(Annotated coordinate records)
________________
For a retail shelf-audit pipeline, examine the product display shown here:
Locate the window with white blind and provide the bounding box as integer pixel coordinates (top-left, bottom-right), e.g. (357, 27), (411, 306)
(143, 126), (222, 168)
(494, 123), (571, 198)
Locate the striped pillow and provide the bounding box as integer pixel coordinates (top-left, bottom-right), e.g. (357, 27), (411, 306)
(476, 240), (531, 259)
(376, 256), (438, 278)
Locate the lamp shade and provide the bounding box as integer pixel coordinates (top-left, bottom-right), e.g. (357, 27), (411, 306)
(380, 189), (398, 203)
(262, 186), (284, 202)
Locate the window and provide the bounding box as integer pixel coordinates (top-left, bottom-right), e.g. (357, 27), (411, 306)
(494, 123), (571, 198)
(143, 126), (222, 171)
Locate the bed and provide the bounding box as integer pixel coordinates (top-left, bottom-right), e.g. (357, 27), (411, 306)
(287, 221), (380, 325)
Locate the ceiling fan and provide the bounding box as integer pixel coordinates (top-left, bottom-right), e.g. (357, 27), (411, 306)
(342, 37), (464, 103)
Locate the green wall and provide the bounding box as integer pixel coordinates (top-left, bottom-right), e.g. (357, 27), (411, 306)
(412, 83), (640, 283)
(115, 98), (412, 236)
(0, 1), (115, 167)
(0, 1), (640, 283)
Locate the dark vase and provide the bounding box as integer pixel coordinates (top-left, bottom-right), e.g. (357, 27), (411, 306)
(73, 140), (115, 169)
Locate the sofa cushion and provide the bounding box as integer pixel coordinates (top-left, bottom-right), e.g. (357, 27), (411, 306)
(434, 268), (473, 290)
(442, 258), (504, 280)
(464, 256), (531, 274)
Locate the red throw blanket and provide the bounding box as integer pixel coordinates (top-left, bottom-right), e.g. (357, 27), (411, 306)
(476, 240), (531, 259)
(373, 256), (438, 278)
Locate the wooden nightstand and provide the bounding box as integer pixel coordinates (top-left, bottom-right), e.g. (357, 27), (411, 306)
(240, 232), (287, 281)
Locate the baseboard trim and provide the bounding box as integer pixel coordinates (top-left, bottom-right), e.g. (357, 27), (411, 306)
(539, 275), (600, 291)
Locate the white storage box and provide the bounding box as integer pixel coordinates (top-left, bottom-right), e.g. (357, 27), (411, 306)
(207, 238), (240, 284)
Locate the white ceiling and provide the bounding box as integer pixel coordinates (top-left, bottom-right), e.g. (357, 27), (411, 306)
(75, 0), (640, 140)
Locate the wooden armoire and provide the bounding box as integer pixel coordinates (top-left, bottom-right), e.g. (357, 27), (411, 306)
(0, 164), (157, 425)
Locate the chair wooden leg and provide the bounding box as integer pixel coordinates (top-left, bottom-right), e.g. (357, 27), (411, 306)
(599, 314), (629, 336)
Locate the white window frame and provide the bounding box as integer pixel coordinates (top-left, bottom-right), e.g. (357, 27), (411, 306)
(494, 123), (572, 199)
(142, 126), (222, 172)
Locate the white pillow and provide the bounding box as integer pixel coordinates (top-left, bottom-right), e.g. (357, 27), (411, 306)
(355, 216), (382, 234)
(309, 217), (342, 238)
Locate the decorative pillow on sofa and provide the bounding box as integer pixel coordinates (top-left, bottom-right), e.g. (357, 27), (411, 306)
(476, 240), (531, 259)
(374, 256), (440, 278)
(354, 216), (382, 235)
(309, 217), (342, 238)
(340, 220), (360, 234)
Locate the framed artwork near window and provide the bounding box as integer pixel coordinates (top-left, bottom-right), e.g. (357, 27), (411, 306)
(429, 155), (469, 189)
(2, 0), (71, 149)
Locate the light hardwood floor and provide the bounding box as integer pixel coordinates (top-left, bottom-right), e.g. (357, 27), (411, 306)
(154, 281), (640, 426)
________________
Lay out all the items above as a numbered list with one line per entry, and drop any blank lines.

1. For a retail shelf-audit pipeline, examine the product display shown here:
2. Locate the window with white blind and provide the bounding box as integer pixel coordinates (top-left, bottom-right), e.g. (357, 27), (411, 306)
3. (143, 126), (222, 168)
4. (494, 123), (571, 198)
5. Locate the striped pillow and provide the bounding box as integer pixel coordinates (top-left, bottom-right), e.g. (357, 27), (411, 306)
6. (476, 240), (531, 259)
7. (376, 256), (438, 278)
8. Locate the lamp shade and provide the bounding box as integer pixel coordinates (top-left, bottom-right), e.g. (357, 27), (411, 306)
9. (380, 189), (398, 203)
10. (262, 186), (284, 202)
11. Locate the window and provide the bounding box as integer pixel coordinates (top-left, bottom-right), e.g. (357, 27), (411, 306)
12. (494, 123), (571, 198)
13. (143, 126), (222, 171)
14. Locate the bed and provide the bounding box as integer pixel coordinates (top-left, bottom-right), e.g. (357, 27), (411, 306)
15. (287, 221), (380, 325)
16. Locate the ceiling fan and provide the bounding box as integer pixel coordinates (top-left, bottom-right), e.g. (357, 27), (411, 306)
17. (342, 37), (464, 103)
18. Locate the green wall and provide the bounding box as integer pixel coordinates (top-left, bottom-right), e.g. (357, 27), (411, 306)
19. (412, 83), (640, 283)
20. (115, 98), (412, 236)
21. (0, 1), (115, 167)
22. (0, 1), (640, 283)
23. Locate the dark vase and provide the bounding box as integer pixel coordinates (top-left, bottom-right), e.g. (357, 27), (411, 306)
24. (73, 140), (115, 169)
25. Locate the sofa cushion and provide the bounding box as integer pixel coordinates (top-left, bottom-right), e.g. (357, 27), (411, 306)
26. (434, 268), (473, 290)
27. (442, 258), (504, 280)
28. (464, 256), (531, 274)
29. Locate the red throw blanket and provide the bounding box as integer pixel coordinates (top-left, bottom-right), e.g. (357, 27), (411, 306)
30. (476, 240), (531, 259)
31. (373, 256), (438, 278)
32. Locate the wooden nightstand and provide the bounding box as integer pixel coordinates (top-left, bottom-right), e.g. (357, 27), (411, 306)
33. (240, 232), (287, 281)
34. Locate the baseboard trim and provide the bounding box as integer pixel coordinates (top-left, bottom-right), e.g. (357, 27), (411, 306)
35. (539, 275), (600, 291)
36. Locate the white storage box and provide the bounding box as integer pixel coordinates (top-left, bottom-right), e.g. (357, 27), (411, 306)
37. (207, 238), (240, 284)
38. Locate the white ceiling and provide the bounding box as integer pixel coordinates (top-left, bottom-right), e.g. (357, 27), (411, 306)
39. (75, 0), (640, 140)
40. Locate the wooden armoire and provide the bounding box as integer pixel coordinates (top-left, bottom-right), e.g. (357, 27), (411, 306)
41. (0, 164), (157, 425)
42. Locate the chair wooden leg and provide the bounding box as integer pixel coordinates (top-left, bottom-right), e.g. (357, 27), (411, 306)
43. (599, 314), (629, 336)
44. Locate the white window frame and provide the bounding box as integer pixel coordinates (top-left, bottom-right), e.g. (357, 27), (411, 306)
45. (494, 123), (572, 199)
46. (142, 126), (222, 172)
47. Locate the white pillow and provide the bounding box as integer pixel coordinates (top-left, bottom-right), e.g. (357, 27), (411, 306)
48. (355, 216), (382, 234)
49. (309, 217), (342, 238)
50. Locate the decorative pillow on sofa and provide the bounding box as integer pixel coordinates (top-left, bottom-right), e.g. (357, 27), (411, 306)
51. (476, 240), (531, 259)
52. (374, 256), (440, 278)
53. (354, 216), (382, 235)
54. (309, 217), (342, 238)
55. (340, 220), (360, 234)
56. Locate the framed artwork near window and provide the bounding box as integer pixel coordinates (top-left, bottom-right), e.g. (357, 27), (411, 306)
57. (429, 155), (469, 189)
58. (2, 0), (71, 149)
59. Locate the light hardwood floor and provide the bounding box as integer pixel coordinates (top-left, bottom-right), e.g. (357, 27), (411, 306)
60. (154, 281), (640, 426)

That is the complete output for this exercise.